- Born: 1889 Smyrna, Delaware
- Died: 1977 (aged 87–88)
- Education: Goucher College Johns Hopkins School of Medicine
- Known for: Pioneer of pediatric medicine, established the first mothers' milk bank at Delaware Hospital
- Medical career
- Profession: Physician
- Institutions: Delaware Hospital
- Sub-specialties: Pediatrics

= Margaret Irving Handy =

American pediatrician (1889–1977)

Margaret Irving Handy (1889–1977) was an American pioneering medical doctor who was one of the first to specialize in pediatric medicine. In 1945, she established the first mothers' milk bank at Delaware Hospital (now Wilmington Hospital) in Wilmington, Delaware.

She was born in Smyrna, Delaware, the daughter of L. Irving Handy, a U.S. Representative. She attended Goucher College and Johns Hopkins University School of Medicine from which she graduated in 1916. She was the first native-born female Delawarean to become a doctor and was also the state's first pediatrician.

Work request - Continue the biography of Margaret Irving Handy, starting after its last sentence.

Data extracts -
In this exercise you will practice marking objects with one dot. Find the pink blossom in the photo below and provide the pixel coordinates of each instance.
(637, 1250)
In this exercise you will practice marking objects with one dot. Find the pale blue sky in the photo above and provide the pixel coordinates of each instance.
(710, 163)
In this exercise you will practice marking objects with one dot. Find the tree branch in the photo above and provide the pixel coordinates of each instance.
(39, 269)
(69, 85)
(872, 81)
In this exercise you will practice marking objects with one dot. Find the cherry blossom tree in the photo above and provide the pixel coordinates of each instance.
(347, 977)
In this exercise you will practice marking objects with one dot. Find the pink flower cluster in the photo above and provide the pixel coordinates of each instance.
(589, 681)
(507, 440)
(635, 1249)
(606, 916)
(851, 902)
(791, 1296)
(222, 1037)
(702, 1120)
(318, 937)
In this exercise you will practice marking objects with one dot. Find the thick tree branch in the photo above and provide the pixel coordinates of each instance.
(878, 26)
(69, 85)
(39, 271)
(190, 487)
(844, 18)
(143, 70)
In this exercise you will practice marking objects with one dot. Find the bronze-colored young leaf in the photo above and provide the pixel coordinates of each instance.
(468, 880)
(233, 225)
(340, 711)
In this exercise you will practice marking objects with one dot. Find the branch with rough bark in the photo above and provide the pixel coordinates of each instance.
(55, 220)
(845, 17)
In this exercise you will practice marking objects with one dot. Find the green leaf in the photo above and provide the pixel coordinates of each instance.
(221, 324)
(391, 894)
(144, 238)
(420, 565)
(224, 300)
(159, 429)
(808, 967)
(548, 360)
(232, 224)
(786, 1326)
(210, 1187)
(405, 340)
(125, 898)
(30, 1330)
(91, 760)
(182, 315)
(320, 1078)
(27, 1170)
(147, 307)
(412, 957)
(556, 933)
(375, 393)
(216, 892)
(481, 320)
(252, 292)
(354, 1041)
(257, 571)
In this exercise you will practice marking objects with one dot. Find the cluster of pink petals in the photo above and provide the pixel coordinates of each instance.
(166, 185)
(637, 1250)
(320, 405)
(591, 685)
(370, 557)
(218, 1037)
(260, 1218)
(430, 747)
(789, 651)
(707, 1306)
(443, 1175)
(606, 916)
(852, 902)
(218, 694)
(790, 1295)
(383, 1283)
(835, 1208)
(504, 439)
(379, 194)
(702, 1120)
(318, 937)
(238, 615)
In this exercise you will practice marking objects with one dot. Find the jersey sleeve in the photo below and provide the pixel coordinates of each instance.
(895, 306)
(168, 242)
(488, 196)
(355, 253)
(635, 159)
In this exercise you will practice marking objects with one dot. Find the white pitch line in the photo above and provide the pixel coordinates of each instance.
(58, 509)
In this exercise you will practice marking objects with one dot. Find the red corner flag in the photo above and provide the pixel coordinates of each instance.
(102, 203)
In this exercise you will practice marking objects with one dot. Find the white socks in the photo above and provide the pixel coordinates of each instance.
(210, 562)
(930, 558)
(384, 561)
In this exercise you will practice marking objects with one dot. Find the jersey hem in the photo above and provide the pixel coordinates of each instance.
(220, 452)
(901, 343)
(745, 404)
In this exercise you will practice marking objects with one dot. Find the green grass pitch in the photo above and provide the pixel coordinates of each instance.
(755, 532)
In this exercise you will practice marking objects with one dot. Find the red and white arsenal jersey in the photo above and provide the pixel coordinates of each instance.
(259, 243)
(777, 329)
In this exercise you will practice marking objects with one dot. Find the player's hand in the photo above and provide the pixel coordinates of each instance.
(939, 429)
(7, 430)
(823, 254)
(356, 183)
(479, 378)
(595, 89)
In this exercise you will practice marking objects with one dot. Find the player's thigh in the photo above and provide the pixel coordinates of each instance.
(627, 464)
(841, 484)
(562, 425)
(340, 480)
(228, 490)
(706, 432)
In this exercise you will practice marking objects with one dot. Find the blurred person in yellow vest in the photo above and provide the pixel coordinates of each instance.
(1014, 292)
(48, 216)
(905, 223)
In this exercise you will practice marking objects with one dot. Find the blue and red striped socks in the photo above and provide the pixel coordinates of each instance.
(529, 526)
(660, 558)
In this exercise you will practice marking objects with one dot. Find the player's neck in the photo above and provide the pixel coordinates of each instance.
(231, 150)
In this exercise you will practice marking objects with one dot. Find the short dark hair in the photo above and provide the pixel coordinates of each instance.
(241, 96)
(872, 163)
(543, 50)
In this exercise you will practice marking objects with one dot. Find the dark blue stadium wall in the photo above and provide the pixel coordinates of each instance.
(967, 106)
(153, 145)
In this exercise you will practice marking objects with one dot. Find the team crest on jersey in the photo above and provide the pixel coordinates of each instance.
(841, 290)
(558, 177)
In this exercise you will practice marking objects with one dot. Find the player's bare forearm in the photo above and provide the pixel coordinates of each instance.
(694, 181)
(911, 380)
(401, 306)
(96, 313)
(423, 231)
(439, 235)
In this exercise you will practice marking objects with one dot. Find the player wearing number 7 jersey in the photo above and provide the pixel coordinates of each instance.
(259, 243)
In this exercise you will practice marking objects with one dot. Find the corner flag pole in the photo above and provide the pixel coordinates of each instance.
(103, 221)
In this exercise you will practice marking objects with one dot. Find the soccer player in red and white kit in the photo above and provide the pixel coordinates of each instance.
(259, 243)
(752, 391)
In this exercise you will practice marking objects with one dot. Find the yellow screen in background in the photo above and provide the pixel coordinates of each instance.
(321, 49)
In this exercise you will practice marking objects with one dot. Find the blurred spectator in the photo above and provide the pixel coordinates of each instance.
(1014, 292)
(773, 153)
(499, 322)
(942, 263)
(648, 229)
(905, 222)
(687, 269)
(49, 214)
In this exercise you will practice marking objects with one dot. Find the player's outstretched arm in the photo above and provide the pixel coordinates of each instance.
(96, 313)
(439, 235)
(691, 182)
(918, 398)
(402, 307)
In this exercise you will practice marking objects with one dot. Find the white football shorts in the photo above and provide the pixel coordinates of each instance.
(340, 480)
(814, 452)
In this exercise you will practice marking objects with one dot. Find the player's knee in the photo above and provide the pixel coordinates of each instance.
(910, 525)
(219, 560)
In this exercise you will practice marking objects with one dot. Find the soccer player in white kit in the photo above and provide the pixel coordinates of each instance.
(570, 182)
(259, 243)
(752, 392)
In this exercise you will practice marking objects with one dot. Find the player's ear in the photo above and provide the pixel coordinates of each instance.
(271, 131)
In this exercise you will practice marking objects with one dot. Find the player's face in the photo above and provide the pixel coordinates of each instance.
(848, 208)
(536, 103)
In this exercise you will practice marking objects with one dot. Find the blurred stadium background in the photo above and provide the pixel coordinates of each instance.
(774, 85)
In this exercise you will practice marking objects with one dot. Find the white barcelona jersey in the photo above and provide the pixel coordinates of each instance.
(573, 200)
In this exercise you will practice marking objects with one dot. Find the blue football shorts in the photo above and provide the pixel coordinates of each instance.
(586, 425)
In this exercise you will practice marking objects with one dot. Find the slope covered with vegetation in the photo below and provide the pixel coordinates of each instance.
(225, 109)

Exercise result -
In 1918, during an outbreak of Spanish influenza in the Wilmington area, Handy was asked by the Board of Health to open a paediatric ward at People's Settlement staffed by volunteers and with very little equipment. She subsequently established a pediatric clinic and became Assistant Chief, and in 1921, Chief, of Pediatrics at Delaware Hospital where she set up a nursery for premature babies.

Handy collected surplus breast milk in the community to feed the babies of mothers who could not breast feed, and in 1945 founded the Mother's Milk Bank with Margaret Trentman, a hospital board member whose baby son had died because she was unable to nurse him. The bank supplied breast milk to mothers throughout the United States as well as for research purposes, for 40 years.

She helped to establish ophthalmology as a speciality in Delaware, with Norman Cutler becoming the first state-certified ophthalmologist in 1947.

Handy received a number of awards including the New York Eye and Ear Infirmary's Elizabeth Blackwell Citation (honoring female doctors) and the Annie Jump Cannon medal from Wesley College as well as the 1953 Josiah Marvel Cup for outstanding contributions to the state and to society in the field of children's medicine.

The Margaret Handy Lectureship at Christiana Hospital in Newark, Delaware is named for her.

Andrew Wyeth painted The Children's Doctor, a "votive-like" portrait of Handy, in 1949 after she treated his son Nicholas at his remote farm. Wyeth painted another portrait, From the Capes, in 1974 and gave her Lenape Barn, a watercolour, as a gift in 1961.